Document section>
* * * * * * * * *
With all the talk about disinformation and misinformation and the need for reliable sources of information, it's sad that the Post is throwing in with this dis- and mis-informatives, as an under-information or incomplete-information provider.  

It's not that you can't write about personal liberties and freedom of markets.  But you're telling an incomplete story if you avoid discussion of real discrimination, minoritarian rule, etc., as well as the need for regulation of markets to reduce the chance for overreach and economic collapse.

It's a long way from what the Graham Family thought were the strengths of Bezos digital knowledge in a future that was and is very uncertain for newspapers ("A Newspaper, and a Legacy, Reordered," New York Times).

From the Washington Post article, "The sale of The Washington Post: How the unthinkable choice became the clear path:"

Washington Post publisher Katharine Weymouth presented her uncle, company chief executive Donald E. Graham, with a once-unthinkable choice at a lunch meeting at downtown Washington's Bombay Club late last year. The paper was facing the like­lihood of a seventh straight year of declines in revenue, with one preliminary budget estimate showing the possibility of $40 million in losses for 2013. And despite years of heavy investment in new digital offerings, there was little sign that robust profits were about to return, she reported.

That left three choices, Weymouth told Graham. The family could continue presiding over the gradual decline of the newspaper they loved. They could move more aggressively to cut the paper’s staff more deeply than ever, hoping that they could return The Post to sustained profitability by sacrificing its longtime excellence.
* * * * * * * * *
Given records>

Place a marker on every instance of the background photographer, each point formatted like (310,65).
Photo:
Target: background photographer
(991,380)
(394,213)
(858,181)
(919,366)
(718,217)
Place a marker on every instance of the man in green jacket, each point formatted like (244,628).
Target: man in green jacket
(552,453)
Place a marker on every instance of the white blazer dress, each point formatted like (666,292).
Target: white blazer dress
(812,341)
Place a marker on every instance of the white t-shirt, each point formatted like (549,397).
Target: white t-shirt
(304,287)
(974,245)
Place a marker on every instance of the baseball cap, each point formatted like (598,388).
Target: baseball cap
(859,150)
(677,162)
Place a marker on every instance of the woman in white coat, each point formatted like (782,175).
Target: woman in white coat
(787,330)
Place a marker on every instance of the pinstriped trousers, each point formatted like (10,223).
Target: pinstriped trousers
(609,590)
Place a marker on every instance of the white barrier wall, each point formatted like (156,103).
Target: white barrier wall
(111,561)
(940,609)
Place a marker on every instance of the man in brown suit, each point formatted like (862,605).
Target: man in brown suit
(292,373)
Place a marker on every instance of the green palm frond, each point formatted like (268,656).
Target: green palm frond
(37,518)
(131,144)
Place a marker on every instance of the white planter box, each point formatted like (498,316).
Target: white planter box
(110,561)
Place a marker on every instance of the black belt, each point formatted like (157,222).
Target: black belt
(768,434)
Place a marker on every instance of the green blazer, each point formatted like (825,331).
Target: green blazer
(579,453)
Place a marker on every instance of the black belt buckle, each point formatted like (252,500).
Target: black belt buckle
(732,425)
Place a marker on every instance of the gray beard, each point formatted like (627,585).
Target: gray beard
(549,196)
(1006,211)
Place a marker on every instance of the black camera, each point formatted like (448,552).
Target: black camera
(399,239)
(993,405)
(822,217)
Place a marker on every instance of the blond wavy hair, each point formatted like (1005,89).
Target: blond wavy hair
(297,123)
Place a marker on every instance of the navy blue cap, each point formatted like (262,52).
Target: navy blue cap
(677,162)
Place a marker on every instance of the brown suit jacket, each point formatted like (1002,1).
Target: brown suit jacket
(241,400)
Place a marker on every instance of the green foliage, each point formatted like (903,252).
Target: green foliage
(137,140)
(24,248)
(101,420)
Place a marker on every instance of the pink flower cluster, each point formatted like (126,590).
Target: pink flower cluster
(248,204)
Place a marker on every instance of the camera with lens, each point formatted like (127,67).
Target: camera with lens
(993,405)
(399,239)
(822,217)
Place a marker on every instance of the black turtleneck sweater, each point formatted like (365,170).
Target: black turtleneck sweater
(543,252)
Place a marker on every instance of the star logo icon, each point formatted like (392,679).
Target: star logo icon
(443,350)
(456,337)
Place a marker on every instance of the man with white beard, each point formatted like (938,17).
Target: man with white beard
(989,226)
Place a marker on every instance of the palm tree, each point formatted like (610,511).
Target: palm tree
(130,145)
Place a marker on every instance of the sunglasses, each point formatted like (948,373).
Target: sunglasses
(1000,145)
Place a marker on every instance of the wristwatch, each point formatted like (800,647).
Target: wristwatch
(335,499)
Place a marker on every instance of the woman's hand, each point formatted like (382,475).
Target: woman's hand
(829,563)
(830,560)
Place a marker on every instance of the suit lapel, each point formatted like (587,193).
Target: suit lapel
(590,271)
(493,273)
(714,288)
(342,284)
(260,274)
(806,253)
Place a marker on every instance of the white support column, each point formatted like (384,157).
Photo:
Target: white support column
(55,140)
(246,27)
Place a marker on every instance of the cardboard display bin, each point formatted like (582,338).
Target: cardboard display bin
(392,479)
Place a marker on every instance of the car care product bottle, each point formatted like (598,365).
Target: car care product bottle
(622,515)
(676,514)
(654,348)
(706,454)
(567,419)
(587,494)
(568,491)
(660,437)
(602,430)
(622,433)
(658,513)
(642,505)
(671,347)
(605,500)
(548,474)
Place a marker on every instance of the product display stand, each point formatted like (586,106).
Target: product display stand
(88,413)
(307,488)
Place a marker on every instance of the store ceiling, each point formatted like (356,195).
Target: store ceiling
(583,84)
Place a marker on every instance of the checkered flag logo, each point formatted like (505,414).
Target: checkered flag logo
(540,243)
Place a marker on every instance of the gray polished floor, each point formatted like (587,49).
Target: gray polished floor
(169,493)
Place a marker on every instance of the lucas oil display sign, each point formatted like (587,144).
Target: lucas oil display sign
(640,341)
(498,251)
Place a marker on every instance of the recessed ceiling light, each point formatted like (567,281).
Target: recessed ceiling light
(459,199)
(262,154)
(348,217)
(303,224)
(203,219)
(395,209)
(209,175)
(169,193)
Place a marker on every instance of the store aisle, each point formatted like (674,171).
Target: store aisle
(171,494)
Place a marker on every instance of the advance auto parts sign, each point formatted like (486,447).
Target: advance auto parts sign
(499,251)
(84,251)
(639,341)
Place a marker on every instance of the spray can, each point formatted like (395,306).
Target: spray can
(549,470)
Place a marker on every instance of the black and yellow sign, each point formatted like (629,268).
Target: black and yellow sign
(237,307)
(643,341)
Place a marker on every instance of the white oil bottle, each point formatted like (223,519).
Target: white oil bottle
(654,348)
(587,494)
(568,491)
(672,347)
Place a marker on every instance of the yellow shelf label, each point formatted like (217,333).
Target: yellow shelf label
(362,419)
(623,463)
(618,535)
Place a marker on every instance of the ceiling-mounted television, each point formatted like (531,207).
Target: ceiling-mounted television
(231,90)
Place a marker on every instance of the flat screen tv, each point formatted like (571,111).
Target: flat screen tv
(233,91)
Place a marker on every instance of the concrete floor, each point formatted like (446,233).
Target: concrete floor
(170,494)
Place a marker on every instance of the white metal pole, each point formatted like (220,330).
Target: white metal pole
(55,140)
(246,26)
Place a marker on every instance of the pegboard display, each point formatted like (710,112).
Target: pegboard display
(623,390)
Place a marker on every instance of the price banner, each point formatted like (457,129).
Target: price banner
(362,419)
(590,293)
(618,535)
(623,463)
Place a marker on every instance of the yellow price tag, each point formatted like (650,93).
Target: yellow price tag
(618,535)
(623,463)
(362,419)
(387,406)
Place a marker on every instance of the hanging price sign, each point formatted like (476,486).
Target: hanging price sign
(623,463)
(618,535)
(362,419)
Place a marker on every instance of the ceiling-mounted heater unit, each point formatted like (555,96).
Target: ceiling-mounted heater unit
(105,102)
* * * * * * * * *
Tasks to perform>
1. In the Washington Post commentary, reproduce the passage between "From the Washington" and "return, she reported.", inclusive.
2. In the Washington Post commentary, what possible losses for 2013 did one preliminary budget estimate show?

Your responses>
1.
From the Washington Post article, "The sale of The Washington Post: How the unthinkable choice became the clear path:"

Washington Post publisher Katharine Weymouth presented her uncle, company chief executive Donald E. Graham, with a once-unthinkable choice at a lunch meeting at downtown Washington's Bombay Club late last year. The paper was facing the like­lihood of a seventh straight year of declines in revenue, with one preliminary budget estimate showing the possibility of $40 million in losses for 2013. And despite years of heavy investment in new digital offerings, there was little sign that robust profits were about to return, she reported.

2. $40 million in losses.